→ **Input data**:
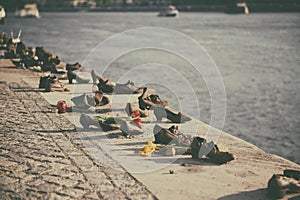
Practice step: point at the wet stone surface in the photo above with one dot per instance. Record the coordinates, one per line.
(42, 158)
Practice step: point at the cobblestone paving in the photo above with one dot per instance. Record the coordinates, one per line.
(42, 157)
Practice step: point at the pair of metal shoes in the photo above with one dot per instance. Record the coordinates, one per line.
(200, 148)
(281, 184)
(110, 124)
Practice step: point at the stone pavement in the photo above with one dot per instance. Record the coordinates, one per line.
(41, 156)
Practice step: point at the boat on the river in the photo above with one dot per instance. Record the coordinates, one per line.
(235, 7)
(29, 10)
(170, 11)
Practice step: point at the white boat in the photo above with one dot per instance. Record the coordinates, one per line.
(170, 11)
(29, 10)
(2, 14)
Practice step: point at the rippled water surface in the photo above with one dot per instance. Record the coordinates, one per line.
(257, 55)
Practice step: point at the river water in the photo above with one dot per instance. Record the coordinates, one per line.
(257, 56)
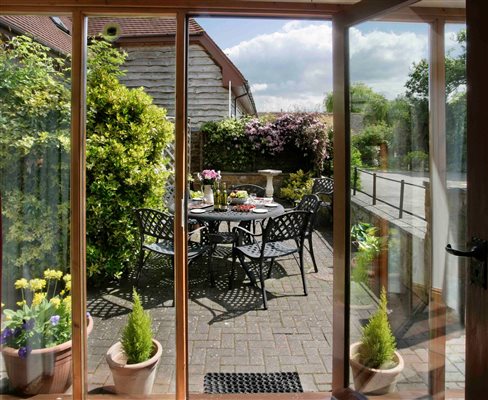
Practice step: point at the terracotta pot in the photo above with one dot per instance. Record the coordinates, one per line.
(43, 370)
(370, 380)
(133, 378)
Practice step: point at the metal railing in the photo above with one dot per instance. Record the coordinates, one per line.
(375, 197)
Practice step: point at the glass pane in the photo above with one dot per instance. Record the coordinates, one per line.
(266, 77)
(35, 104)
(454, 288)
(130, 160)
(390, 206)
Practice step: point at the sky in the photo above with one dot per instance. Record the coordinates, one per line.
(288, 63)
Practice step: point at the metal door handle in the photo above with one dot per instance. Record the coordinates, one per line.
(477, 251)
(478, 268)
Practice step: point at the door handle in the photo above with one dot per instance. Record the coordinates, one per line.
(478, 267)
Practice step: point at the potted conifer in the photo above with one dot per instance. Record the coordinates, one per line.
(374, 361)
(134, 359)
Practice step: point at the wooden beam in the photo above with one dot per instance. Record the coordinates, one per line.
(439, 215)
(370, 9)
(78, 200)
(342, 220)
(191, 7)
(425, 14)
(180, 226)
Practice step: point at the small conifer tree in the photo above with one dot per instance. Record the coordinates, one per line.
(137, 335)
(378, 344)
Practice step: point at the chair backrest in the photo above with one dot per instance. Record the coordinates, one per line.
(310, 202)
(250, 188)
(290, 225)
(323, 186)
(154, 223)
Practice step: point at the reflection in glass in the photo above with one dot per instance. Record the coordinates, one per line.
(34, 186)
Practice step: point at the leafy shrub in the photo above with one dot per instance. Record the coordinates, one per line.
(126, 135)
(297, 185)
(368, 141)
(363, 236)
(416, 161)
(378, 344)
(137, 334)
(243, 145)
(227, 146)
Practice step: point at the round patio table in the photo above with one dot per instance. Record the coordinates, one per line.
(213, 218)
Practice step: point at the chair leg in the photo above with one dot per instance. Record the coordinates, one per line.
(140, 265)
(270, 268)
(210, 266)
(232, 271)
(263, 288)
(302, 270)
(310, 249)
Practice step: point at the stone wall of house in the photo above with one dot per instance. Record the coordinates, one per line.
(153, 67)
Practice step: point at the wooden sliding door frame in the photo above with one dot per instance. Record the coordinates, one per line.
(342, 17)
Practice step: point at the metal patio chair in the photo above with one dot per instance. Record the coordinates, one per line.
(282, 235)
(156, 236)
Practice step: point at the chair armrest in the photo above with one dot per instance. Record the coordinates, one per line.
(244, 236)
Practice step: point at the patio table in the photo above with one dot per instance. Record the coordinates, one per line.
(214, 218)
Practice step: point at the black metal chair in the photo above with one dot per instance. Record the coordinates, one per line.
(156, 236)
(324, 186)
(250, 188)
(289, 227)
(312, 203)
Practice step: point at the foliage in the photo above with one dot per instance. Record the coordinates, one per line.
(297, 185)
(236, 145)
(43, 318)
(209, 176)
(363, 236)
(137, 334)
(227, 146)
(126, 135)
(378, 344)
(364, 100)
(368, 141)
(416, 161)
(34, 156)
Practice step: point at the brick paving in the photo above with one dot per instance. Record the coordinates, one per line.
(229, 331)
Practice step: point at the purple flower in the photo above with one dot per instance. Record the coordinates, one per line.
(28, 325)
(24, 351)
(6, 333)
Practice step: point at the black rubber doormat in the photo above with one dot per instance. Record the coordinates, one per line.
(229, 382)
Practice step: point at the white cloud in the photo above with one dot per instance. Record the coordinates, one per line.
(257, 87)
(292, 68)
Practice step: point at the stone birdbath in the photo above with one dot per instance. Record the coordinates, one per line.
(269, 174)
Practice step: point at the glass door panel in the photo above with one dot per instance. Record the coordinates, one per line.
(35, 118)
(130, 201)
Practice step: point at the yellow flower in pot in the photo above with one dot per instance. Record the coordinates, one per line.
(133, 360)
(36, 336)
(374, 360)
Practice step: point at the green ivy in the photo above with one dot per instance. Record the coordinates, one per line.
(297, 185)
(227, 146)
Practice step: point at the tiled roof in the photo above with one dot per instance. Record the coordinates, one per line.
(42, 28)
(141, 26)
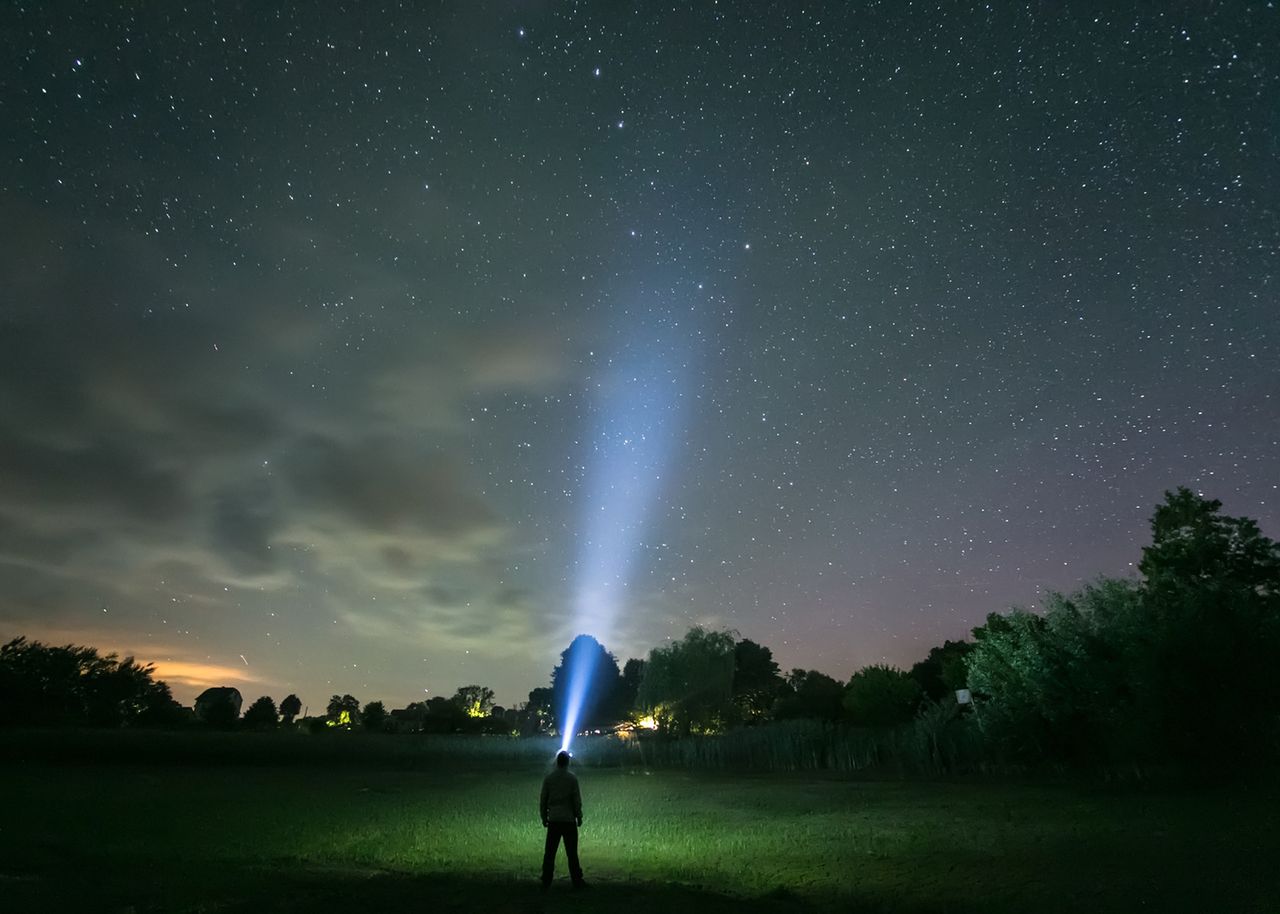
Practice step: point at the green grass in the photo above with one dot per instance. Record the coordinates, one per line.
(131, 837)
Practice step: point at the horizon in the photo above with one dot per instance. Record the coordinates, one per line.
(385, 353)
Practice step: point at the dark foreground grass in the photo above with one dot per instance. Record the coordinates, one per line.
(243, 839)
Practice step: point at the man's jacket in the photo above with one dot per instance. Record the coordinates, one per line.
(561, 800)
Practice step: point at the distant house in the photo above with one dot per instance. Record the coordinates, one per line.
(215, 705)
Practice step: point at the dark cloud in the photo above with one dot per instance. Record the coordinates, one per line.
(385, 485)
(85, 484)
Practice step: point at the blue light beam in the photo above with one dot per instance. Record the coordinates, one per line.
(638, 406)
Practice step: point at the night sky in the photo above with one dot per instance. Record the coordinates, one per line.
(382, 350)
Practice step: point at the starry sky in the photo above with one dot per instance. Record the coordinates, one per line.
(383, 348)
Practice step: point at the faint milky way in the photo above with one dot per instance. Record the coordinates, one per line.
(307, 318)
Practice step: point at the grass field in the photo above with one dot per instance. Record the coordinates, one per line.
(165, 837)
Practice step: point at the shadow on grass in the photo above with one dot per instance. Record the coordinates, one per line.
(49, 880)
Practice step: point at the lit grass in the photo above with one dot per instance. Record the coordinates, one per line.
(460, 839)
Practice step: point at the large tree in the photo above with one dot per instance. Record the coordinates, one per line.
(881, 695)
(588, 666)
(261, 714)
(343, 711)
(374, 716)
(942, 671)
(810, 694)
(1212, 598)
(76, 685)
(757, 680)
(688, 685)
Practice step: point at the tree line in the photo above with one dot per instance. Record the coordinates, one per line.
(1173, 665)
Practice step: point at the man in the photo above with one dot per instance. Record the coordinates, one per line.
(561, 808)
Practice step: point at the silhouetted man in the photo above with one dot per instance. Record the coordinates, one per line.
(561, 808)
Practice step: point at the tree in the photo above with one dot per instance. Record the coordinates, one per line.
(688, 685)
(219, 707)
(809, 694)
(1066, 684)
(474, 700)
(540, 709)
(757, 681)
(629, 685)
(942, 671)
(1193, 545)
(343, 711)
(588, 667)
(882, 697)
(1212, 597)
(374, 716)
(261, 714)
(74, 685)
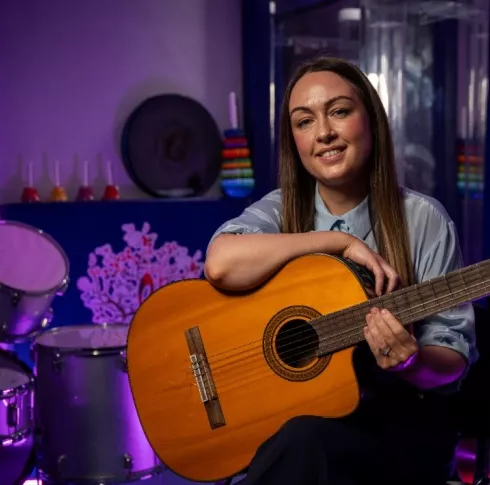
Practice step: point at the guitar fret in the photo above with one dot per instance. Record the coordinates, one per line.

→ **Exercise**: From the line containing "Practice step: point at the lit" down to the final line of the listing above, write out only those lines exactly as they are, minus the pictures.

→ **Answer to this problem**:
Practice step: point at the lit grass in the photo above with one dot per instance. Record the coordinates, one per line.
(460, 839)
Practice step: point at the large tree in the photo above with one dot per instance. Record the coordinates, one per line.
(881, 695)
(588, 666)
(261, 714)
(343, 711)
(374, 716)
(942, 671)
(810, 694)
(1212, 598)
(76, 685)
(757, 680)
(688, 685)
Practice step: point at the tree line in the photo above with one dot per instance. Record the coordinates, one per line.
(1173, 665)
Practice step: point at the man in the photo above with one dot per instance. Record the coordinates, one per line.
(561, 808)
Practice step: point at the silhouetted man in the photo above with one dot per instance. Record the coordinates, one per line.
(561, 808)
Practice step: point at the tree in the photo above with one dot per instance. Record the coordinates, one per line.
(688, 685)
(219, 707)
(809, 694)
(1066, 684)
(474, 700)
(540, 709)
(757, 681)
(629, 685)
(942, 671)
(1193, 545)
(343, 711)
(588, 667)
(882, 697)
(1212, 597)
(374, 716)
(261, 714)
(74, 685)
Practice step: point at the guitar fret in the photo above with one dot per instance. Record the coordinates, one per line.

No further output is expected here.